ZU BEARBEITENDE AUFGABEN:
a. Geben Sie bitte den Abschnitt aus dem Lesetext Wort für Wort wieder, und zwar zwischen „Als Verfasser dieses“ und „Wissens kaum Bestaetigungen.“, beide eingeschlossen.
b. Beantworten Sie anhand des Lesetexts diese Fragen:
(i) Vor welchem Ereignis hätte nach den Aussagen Prlincevics zwischen den beiden Bevölkerungsgruppen kaum ein Konflikt geherrscht?
(ii) Aus wem besteht die UCK nach den Aussagen Prlincevics?
(iii) Was ist aus dem ehemaligen Kriegsgebiet immer noch fast überhaupt nicht zu bekommen?

TEXT ZUM LESEN:
☆ ☆ ☆ ☆
Als Verfasser dieses Vorspanns musz ich dazu wohl Stellung beziehen.
Nach den Aussagen Prlincevics koennte man schlieszen, dasz vor dem
Einmarsch der KFOR zwischen den beiden Bevoelkerungsgruppen kaum ein
Konflikt geherrscht haette und die UCK nur aus nichtkosovitischen
Albanern besteht. Wenn das auch nicht voellig ausgeschlossen ist --
weil aus dem ehemaligen Kriegsgebiet immer noch fast ueberhaupt keine
serioesen Informationen von unabhaengiger Seite zu bekommen sind -- so
finden sich fuer die aufgestellten Behauptungen in dieser Absolutheit
meines Wissens kaum Bestaetigungen.
☆ ☆ ☆ ☆
EXTRAHIERTE DATEN:

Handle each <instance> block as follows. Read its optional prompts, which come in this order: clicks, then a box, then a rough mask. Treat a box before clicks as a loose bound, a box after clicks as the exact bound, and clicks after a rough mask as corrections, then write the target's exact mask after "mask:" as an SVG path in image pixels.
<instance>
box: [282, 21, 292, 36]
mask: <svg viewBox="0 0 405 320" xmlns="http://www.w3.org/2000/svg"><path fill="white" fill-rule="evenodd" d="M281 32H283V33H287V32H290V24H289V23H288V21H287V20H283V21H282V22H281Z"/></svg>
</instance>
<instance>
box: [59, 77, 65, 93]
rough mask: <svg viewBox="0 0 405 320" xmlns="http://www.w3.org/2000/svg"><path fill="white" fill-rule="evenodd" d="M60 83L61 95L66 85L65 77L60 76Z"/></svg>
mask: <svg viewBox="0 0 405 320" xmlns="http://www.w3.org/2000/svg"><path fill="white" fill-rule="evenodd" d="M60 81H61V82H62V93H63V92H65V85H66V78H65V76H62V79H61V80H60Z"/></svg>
☆ ☆ ☆ ☆
LÖSUNGEN DER AUFGABEN:
a.
Als Verfasser dieses Vorspanns musz ich dazu wohl Stellung beziehen.
Nach den Aussagen Prlincevics koennte man schlieszen, dasz vor dem
Einmarsch der KFOR zwischen den beiden Bevoelkerungsgruppen kaum ein
Konflikt geherrscht haette und die UCK nur aus nichtkosovitischen
Albanern besteht. Wenn das auch nicht voellig ausgeschlossen ist --
weil aus dem ehemaligen Kriegsgebiet immer noch fast ueberhaupt keine
serioesen Informationen von unabhaengiger Seite zu bekommen sind -- so
finden sich fuer die aufgestellten Behauptungen in dieser Absolutheit
meines Wissens kaum Bestaetigungen.

b.
(i) Vor dem Einmarsch der KFOR.
(ii) Nur aus nichtkosovitischen Albanern.
(iii) Seriöse Informationen von unabhängiger Seite.